## DATA PROVIDED
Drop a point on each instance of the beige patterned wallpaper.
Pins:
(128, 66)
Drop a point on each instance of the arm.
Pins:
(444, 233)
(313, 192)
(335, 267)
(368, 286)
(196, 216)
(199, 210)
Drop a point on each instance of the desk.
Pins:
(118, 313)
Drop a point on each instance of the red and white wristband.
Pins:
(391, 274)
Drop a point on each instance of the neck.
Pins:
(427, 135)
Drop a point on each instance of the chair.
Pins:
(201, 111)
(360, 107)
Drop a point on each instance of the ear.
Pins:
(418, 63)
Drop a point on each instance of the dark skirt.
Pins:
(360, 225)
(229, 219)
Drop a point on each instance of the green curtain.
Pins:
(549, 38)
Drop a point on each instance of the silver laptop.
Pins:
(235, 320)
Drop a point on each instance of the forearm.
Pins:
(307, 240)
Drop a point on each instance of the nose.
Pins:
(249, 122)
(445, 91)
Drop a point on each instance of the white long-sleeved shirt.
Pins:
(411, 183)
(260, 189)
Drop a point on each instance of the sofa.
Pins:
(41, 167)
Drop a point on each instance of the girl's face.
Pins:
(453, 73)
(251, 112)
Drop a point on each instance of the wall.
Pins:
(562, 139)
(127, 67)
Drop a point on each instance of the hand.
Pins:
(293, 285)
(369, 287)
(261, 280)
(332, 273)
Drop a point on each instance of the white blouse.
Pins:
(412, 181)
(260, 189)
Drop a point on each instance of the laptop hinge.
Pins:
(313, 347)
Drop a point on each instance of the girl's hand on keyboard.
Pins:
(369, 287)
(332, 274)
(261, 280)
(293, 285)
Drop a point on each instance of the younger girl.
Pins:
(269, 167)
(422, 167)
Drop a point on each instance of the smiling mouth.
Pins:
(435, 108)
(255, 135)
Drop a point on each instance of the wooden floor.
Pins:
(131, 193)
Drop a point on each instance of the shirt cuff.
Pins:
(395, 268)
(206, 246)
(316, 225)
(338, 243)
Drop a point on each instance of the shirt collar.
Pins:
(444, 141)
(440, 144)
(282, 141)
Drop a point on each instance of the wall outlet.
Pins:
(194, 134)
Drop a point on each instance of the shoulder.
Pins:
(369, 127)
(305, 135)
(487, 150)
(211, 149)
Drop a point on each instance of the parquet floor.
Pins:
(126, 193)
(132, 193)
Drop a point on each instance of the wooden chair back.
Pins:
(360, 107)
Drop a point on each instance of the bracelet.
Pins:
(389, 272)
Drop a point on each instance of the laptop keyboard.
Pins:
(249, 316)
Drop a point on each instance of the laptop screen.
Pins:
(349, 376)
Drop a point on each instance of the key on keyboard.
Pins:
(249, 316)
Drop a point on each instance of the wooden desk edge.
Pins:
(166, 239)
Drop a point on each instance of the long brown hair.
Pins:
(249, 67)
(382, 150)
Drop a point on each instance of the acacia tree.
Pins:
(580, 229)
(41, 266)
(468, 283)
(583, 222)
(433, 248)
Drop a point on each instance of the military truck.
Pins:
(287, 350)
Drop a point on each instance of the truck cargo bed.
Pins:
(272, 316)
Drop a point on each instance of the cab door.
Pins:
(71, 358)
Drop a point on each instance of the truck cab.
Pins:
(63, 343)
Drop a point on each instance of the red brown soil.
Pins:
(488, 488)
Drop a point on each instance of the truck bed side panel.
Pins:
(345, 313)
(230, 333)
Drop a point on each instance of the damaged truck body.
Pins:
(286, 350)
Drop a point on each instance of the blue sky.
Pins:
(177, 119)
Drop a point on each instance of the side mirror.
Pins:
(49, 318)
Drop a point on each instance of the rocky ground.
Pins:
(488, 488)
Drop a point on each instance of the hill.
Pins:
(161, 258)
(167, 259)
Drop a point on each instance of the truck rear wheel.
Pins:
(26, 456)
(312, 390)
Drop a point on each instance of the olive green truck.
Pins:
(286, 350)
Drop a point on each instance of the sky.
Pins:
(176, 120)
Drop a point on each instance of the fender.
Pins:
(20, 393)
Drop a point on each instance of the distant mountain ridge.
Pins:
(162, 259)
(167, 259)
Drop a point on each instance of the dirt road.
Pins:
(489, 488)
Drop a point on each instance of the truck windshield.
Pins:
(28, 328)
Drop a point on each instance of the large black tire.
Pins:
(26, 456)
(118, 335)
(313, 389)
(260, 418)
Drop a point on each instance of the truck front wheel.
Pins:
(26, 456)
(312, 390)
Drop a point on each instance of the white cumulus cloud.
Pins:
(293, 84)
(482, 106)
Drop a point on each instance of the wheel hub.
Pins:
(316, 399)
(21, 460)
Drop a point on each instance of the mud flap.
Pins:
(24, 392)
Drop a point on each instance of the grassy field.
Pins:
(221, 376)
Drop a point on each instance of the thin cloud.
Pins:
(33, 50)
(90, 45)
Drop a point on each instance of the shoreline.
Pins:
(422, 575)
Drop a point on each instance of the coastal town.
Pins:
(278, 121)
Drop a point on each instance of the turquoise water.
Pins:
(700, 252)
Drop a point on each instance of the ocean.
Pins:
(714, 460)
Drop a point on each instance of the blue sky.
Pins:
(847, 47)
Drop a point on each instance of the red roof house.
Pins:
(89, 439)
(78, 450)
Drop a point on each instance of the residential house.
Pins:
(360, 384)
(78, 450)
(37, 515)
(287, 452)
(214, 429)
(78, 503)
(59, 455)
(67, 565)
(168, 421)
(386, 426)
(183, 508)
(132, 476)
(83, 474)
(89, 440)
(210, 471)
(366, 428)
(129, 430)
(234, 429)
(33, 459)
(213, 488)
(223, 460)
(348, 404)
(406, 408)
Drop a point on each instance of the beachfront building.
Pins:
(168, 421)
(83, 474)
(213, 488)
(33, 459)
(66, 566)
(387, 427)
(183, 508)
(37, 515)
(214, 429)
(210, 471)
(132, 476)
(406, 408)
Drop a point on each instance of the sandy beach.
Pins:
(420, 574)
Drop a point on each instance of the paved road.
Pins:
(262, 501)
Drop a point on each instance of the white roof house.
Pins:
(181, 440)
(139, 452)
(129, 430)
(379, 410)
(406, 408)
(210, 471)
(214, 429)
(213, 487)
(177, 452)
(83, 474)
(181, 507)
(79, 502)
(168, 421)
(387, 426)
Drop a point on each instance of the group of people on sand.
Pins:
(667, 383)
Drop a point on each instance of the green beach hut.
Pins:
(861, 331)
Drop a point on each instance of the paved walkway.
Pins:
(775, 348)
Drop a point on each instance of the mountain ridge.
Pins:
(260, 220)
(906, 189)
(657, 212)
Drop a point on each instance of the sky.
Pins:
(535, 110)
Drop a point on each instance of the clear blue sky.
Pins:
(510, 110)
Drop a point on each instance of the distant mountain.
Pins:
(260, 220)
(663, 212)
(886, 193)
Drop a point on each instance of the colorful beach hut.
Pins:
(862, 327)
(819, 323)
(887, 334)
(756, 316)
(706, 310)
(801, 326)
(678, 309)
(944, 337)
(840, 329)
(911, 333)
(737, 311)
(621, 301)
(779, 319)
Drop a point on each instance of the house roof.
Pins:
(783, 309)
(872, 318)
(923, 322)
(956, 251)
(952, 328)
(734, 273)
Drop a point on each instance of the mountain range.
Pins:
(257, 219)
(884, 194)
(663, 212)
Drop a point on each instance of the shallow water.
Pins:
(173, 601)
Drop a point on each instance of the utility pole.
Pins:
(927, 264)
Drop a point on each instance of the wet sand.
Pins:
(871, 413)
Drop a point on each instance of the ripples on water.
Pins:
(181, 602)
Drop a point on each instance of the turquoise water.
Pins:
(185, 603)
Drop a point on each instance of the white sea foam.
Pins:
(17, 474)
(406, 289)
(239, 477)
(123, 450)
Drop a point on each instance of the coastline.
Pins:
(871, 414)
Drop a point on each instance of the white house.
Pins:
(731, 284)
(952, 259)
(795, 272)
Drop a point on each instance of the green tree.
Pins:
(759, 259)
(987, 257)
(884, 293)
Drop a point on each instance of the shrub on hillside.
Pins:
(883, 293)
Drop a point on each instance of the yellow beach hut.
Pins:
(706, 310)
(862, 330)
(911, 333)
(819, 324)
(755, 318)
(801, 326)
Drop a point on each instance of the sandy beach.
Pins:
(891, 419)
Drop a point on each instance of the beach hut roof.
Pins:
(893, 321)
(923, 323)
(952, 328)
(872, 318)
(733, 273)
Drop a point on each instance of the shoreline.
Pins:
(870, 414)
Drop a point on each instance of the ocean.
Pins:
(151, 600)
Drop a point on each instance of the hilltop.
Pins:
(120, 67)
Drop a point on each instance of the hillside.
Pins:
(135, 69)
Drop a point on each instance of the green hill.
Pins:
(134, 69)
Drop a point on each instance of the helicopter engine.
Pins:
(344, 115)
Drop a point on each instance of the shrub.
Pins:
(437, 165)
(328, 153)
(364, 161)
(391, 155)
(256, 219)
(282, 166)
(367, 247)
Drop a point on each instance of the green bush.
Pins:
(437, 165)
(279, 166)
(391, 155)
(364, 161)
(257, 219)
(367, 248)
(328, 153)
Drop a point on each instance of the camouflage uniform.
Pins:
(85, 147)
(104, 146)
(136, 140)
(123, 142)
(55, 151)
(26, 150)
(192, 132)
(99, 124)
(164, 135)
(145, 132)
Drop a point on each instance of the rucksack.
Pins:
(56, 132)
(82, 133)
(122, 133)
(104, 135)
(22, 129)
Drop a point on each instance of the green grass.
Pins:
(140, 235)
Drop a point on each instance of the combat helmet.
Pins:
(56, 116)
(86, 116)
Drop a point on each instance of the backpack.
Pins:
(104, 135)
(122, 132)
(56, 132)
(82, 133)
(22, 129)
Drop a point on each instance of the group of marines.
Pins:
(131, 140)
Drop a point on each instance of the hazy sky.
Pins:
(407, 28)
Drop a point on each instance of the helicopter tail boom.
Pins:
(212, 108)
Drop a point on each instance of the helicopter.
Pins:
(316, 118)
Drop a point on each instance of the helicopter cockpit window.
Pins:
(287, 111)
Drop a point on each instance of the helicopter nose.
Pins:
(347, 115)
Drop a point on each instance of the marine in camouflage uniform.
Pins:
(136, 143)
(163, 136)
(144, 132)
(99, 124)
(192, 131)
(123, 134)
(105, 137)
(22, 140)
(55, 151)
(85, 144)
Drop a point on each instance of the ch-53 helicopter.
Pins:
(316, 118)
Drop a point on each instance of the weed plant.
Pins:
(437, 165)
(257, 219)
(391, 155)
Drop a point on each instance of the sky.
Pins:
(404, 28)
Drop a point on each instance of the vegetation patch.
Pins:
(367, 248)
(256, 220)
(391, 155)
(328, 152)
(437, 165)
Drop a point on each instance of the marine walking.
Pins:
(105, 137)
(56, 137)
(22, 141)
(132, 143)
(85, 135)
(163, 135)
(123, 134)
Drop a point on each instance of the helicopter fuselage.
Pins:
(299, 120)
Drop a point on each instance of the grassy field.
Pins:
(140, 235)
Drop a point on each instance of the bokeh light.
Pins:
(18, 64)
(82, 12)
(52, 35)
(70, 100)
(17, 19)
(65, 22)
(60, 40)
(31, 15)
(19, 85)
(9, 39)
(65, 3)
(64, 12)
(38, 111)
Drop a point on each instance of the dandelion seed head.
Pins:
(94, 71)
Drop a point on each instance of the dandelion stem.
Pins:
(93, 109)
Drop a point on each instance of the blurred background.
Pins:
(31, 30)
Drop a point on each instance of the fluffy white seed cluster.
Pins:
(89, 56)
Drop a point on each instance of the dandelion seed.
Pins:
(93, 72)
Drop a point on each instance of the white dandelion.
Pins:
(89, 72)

## YOUR ASSIGNMENT
What is needed is a word-for-word copy of the records above, from the first line through the line that contains "Drop a point on each instance of the forearm.".

## ANSWER TO THIS TASK
Drop a point on each instance of the beige patterned wallpaper.
Pins:
(128, 66)
Drop a point on each instance of the arm.
Pins:
(444, 233)
(313, 192)
(335, 267)
(368, 286)
(196, 216)
(199, 210)
Drop a point on each instance of the desk.
Pins:
(118, 313)
Drop a point on each instance of the red and white wristband.
Pins:
(391, 274)
Drop a point on each instance of the neck.
Pins:
(427, 135)
Drop a point on each instance of the chair.
Pins:
(201, 111)
(360, 107)
Drop a point on each instance of the ear.
Pins:
(418, 63)
Drop a point on each instance of the dark skirt.
Pins:
(360, 225)
(229, 219)
Drop a point on each instance of the green curtain.
Pins:
(549, 38)
Drop a point on each instance of the silver laptop.
Pins:
(235, 320)
Drop a point on each instance of the forearm.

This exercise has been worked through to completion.